Segmentation mask data:
______________________________
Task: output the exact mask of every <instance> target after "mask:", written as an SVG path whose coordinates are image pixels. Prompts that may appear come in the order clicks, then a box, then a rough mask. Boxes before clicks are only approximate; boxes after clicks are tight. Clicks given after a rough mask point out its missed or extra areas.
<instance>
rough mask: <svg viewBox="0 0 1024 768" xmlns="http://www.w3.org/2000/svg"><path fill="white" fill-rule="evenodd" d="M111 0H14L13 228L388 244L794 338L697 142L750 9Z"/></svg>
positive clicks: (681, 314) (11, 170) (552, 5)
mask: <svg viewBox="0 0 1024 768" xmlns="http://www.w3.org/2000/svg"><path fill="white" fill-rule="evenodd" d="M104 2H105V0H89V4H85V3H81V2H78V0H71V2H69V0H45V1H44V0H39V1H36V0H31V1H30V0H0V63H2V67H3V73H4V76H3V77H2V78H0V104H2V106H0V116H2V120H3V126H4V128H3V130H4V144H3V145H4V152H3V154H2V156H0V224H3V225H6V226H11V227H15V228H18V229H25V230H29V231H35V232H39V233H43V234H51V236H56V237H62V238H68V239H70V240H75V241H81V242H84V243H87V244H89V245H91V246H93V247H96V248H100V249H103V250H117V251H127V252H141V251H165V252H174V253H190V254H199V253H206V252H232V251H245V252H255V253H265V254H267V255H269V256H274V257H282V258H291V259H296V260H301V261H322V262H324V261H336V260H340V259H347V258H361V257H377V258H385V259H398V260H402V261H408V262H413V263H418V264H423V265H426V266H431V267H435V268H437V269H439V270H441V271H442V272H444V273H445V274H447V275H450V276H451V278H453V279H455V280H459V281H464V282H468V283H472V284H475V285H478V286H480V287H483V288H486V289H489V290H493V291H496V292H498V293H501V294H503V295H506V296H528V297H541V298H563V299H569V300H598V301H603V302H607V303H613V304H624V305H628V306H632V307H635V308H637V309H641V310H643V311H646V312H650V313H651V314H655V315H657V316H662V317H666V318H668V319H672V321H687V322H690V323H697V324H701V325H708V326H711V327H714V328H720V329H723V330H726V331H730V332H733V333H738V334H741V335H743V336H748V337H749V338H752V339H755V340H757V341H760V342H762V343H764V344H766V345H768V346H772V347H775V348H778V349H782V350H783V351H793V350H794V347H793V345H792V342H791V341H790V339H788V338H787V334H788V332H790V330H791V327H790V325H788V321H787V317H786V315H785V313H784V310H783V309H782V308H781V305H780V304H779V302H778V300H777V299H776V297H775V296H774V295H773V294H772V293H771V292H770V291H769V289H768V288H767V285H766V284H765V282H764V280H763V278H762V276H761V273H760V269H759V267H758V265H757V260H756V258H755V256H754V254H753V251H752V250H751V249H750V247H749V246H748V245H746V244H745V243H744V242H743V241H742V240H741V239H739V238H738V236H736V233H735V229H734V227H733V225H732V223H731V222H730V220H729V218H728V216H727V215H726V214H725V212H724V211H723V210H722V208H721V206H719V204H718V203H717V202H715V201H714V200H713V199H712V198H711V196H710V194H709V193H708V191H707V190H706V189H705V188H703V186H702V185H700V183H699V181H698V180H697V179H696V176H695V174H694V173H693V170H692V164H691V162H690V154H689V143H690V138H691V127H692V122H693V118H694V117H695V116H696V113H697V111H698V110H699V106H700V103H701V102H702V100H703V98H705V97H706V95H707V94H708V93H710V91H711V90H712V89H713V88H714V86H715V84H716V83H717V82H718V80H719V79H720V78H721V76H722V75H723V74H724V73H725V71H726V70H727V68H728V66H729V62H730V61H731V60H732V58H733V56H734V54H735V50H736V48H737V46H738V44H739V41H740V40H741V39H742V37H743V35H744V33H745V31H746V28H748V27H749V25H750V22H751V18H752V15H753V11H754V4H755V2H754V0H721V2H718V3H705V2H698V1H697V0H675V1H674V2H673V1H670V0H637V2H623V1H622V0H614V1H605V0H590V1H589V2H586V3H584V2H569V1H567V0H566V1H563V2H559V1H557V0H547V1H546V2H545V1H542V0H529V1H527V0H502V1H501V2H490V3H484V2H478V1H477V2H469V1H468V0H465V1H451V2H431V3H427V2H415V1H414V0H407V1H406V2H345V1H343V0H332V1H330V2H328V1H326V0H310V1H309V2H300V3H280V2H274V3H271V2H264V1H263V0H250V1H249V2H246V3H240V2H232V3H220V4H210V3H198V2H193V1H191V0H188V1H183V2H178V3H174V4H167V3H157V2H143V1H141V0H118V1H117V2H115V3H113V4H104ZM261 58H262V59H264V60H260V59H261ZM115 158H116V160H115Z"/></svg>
______________________________
EXERCISE: Using the records above, count how many lines include the word "rough", and reply only with that figure.

ANSWER BOX: 2